◆ **Passage given**:
+++++

File: kernel_compiler.rst

package info (click to toggle)
pocl 6.0-7
links: PTS, VCS
area: main
in suites: forky, sid
size: 25,320 kB
sloc: lisp: 149,513; ansic: 103,778; cpp: 54,947; python: 1,513; sh: 949; ruby: 255; pascal: 226; tcl: 180; makefile: 175; java: 72; xml: 49
file content (347 lines) | stat: -rw-r--r-- 16,037 bytes
parent folder | download | duplicates (2)
Kernel compiler
---------------

The compilation of kernels in pocl is performed roughly as follows.

#. Produce an LLVM bitcode of the entire program.

   This is done using 'preprocess' and 'emit-llvm' Clang actions. This
   happens at clBuildProgram() time.

#. Link in the built-in kernel library functions.

   The OpenCL C builtin functions are precompiled to LLVM *bitcode* libraries
   residing under ``lib/kernel/$TARGET``. These are linked to the kernel using
   link() from lib/llvmopencl/linker.cpp. This too happens in clBuildProgram()

+++++

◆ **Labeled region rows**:

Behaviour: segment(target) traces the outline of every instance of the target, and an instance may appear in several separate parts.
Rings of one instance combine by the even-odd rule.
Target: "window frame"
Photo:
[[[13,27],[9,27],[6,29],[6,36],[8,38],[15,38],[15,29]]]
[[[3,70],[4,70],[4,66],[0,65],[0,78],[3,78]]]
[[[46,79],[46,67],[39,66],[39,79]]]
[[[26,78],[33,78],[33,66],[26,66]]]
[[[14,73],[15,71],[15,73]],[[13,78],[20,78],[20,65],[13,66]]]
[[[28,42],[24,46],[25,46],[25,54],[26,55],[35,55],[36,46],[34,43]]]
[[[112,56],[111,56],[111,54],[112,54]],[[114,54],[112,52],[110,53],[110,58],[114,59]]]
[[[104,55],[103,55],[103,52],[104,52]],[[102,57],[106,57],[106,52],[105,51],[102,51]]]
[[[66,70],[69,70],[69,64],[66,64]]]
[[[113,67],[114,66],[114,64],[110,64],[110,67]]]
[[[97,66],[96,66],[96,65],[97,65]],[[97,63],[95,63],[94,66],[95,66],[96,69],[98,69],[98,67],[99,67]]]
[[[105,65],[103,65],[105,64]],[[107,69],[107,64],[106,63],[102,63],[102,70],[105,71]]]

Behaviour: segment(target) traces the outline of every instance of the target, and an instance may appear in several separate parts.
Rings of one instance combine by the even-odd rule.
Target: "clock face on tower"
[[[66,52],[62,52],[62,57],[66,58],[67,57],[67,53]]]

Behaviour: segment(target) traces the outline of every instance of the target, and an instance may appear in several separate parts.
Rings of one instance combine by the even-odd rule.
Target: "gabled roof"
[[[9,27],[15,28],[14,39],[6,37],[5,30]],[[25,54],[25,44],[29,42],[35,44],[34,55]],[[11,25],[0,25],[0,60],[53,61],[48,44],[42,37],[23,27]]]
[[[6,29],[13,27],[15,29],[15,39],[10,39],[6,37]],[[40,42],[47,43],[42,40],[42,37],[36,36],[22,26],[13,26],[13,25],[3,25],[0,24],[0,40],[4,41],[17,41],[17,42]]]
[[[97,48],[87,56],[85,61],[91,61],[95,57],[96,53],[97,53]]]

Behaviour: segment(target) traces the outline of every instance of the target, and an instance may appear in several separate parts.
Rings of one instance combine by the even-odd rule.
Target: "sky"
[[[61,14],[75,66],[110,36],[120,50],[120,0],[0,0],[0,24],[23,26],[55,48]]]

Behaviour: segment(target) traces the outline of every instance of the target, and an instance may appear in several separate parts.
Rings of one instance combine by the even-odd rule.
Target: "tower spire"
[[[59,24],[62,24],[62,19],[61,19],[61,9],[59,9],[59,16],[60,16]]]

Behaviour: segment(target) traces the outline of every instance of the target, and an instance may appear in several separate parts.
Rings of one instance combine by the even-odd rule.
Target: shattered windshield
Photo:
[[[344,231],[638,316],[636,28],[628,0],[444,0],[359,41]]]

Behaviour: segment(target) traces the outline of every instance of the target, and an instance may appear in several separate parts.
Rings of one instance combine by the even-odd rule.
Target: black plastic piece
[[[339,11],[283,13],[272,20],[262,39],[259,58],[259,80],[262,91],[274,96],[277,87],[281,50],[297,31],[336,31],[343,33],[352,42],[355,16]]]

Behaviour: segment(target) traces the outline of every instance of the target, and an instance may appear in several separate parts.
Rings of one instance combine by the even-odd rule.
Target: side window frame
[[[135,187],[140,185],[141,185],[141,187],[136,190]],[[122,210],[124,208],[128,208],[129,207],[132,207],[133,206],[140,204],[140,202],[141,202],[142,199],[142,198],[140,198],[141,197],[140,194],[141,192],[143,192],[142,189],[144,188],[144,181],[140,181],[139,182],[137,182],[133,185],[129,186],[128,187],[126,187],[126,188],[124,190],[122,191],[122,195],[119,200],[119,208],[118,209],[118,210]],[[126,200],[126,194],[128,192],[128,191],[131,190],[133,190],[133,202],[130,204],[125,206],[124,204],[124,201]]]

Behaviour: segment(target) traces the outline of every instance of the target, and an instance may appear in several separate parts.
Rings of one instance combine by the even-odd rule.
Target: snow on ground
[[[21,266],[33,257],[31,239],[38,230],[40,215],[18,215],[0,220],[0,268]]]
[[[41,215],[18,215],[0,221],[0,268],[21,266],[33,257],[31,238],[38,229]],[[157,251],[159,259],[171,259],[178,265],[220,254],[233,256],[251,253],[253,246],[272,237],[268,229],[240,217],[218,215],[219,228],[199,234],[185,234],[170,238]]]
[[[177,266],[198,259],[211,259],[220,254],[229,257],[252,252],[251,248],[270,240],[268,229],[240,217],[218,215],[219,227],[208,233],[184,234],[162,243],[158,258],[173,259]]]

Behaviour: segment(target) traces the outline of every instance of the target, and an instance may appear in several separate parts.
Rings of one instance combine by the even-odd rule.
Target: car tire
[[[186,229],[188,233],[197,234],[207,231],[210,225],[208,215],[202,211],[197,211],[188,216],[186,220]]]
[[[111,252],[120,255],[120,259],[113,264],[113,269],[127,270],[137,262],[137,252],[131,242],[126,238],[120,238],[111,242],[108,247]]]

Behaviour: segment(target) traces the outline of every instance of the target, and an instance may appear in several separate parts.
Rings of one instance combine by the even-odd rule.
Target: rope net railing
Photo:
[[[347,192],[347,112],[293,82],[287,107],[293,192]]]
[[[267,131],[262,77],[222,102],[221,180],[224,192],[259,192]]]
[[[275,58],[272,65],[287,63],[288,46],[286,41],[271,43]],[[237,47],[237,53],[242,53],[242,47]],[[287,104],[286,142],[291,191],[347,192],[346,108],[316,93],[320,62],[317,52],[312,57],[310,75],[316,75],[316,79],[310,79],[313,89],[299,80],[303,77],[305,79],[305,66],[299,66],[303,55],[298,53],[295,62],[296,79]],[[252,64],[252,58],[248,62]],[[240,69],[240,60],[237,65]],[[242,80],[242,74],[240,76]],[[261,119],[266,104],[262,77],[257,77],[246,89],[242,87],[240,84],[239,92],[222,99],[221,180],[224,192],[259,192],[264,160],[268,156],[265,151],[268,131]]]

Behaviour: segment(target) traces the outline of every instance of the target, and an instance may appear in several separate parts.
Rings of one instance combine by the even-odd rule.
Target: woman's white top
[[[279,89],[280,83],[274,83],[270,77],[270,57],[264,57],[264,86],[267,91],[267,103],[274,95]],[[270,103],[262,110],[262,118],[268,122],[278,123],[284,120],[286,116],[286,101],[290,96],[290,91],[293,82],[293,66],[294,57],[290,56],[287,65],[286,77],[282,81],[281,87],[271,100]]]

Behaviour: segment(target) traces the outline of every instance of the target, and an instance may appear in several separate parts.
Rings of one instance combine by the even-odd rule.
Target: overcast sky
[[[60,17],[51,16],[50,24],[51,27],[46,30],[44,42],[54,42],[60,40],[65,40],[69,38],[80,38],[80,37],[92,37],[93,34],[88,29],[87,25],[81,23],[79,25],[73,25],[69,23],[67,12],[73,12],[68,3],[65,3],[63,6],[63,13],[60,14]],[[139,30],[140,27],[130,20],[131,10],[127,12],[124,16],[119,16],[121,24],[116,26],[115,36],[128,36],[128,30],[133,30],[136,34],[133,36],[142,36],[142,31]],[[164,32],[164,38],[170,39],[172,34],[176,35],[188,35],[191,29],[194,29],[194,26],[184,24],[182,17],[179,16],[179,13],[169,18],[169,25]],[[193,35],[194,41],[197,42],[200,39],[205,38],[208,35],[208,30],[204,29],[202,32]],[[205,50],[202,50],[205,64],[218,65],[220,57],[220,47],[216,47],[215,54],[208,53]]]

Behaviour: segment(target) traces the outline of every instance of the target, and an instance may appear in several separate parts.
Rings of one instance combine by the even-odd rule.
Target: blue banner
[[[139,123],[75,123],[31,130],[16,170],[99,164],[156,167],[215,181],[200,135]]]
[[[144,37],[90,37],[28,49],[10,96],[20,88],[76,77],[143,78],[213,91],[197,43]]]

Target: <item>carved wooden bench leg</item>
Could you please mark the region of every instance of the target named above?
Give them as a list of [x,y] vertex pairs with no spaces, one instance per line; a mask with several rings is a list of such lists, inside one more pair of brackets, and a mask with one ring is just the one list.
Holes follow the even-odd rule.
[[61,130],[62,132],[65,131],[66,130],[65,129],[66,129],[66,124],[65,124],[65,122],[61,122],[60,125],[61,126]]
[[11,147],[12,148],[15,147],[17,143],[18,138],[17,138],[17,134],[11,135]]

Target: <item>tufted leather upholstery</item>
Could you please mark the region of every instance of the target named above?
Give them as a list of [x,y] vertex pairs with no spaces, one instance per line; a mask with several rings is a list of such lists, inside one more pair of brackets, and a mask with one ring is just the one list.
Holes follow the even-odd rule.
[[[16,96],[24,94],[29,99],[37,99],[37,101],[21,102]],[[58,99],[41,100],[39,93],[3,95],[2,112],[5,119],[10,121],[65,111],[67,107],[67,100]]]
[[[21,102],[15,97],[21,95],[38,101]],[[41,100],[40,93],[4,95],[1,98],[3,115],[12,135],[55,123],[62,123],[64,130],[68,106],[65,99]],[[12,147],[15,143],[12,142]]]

+++++

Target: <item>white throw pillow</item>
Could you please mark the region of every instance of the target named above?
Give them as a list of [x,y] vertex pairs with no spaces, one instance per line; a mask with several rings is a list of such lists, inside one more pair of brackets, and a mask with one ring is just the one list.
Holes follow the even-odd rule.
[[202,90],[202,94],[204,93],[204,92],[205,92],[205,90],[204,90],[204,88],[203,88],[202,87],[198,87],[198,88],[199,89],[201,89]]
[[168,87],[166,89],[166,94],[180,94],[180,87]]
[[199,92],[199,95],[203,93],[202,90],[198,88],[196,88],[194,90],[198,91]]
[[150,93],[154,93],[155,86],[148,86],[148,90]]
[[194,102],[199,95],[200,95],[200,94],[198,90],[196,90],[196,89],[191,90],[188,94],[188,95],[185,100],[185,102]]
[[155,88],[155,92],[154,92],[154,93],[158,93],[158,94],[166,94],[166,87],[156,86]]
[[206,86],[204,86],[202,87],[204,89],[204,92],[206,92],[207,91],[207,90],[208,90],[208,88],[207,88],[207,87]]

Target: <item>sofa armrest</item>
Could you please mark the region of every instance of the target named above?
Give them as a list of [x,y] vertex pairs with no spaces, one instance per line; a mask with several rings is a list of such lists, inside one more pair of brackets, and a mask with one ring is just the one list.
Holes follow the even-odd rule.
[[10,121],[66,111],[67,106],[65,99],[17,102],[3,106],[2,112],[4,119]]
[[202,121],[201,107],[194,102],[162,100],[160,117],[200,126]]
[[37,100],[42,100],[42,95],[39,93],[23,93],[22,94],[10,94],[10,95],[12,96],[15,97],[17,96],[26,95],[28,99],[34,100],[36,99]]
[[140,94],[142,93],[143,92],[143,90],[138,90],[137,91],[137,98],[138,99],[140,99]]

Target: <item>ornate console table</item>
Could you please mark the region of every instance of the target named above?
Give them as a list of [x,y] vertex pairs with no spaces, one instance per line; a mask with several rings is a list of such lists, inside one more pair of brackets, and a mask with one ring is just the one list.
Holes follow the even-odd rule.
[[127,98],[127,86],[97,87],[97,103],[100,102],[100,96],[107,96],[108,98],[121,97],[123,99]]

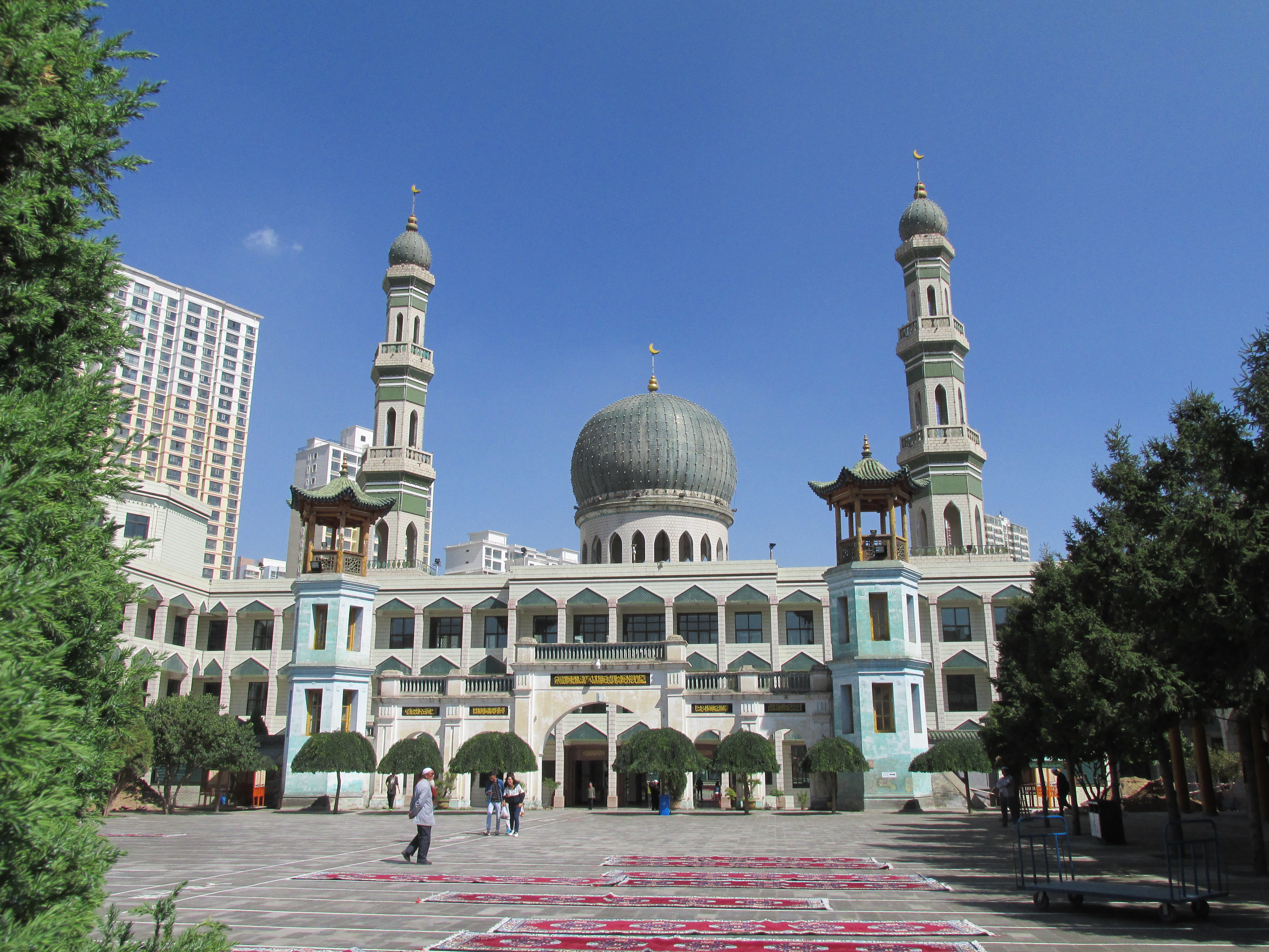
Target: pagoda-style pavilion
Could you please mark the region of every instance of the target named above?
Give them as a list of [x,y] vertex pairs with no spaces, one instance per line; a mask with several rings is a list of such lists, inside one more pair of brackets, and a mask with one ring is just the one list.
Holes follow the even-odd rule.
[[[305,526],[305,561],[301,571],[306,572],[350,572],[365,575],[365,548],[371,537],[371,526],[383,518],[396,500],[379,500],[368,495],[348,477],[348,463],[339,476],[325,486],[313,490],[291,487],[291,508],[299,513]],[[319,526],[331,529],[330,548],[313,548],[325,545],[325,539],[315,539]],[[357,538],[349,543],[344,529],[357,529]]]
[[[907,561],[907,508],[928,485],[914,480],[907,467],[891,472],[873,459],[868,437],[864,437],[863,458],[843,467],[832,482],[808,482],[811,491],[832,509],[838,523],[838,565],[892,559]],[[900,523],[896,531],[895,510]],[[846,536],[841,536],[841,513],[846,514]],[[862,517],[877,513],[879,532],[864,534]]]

+++++

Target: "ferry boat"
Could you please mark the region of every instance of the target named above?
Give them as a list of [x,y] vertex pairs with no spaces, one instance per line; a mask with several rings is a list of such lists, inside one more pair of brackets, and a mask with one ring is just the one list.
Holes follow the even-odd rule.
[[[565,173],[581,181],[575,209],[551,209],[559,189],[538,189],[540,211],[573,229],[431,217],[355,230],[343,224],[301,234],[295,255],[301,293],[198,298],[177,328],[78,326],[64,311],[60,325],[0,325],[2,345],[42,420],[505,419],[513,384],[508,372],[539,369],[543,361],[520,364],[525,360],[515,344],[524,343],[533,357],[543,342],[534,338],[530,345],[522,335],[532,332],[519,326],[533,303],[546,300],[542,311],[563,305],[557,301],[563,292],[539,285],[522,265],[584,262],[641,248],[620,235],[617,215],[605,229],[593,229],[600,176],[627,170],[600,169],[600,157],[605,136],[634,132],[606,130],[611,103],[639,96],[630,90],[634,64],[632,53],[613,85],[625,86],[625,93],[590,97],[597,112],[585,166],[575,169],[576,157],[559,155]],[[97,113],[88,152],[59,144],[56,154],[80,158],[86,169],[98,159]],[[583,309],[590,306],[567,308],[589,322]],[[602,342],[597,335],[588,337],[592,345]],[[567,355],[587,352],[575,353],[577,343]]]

+++++

◆ **Task 1**: Translate this sentence from the kernel compiler page into Spanish: "The compilation of kernels in pocl is performed roughly as follows."
◆ **Task 2**: Continue the kernel compiler page from the point where it stops.

◆ **Final answer 1**: La compilación de kernels en pocl se realiza aproximadamente de la siguiente manera.

◆ **Final answer 2**:
#. Produce the work-group function.

   The single work-item kernel function is converted to a "work-group" function that
   executes the kernel for all work-items in the local space. This is done
   for targets that cannot execute the single work-item descriptions directly for
   multiple work-item work-groups. This includes the common CPU targets that are not 
   optimized to the "Single Program Multiple Data" (SPMD) workloads. In contrast, 
   GPU architectures (SIMT or SIMD style datapaths) often can input a single kernel 
   description and take care of the parallel execution of multiple kernel instances 
   using their scheduling hardware.

   This part is performed by target-specific code when a kernel execution
   command is scheduled. Only at this point the work-group dimensions are
   known, after which it is possible to produce functions of the single
   kernel functions that execute the whole work-group.

#. Code generation for the target.

   The work-group function (which is still in LLVM IR) of the kernel along with the launcher 
   functions are finally converted to the machine code of the target device. This is done in
   the device layer's implementation of the kernel run command (same as generating wg
   function). For example, see ``llvm_codegen()`` in ``lib/CL/devices/common.c``.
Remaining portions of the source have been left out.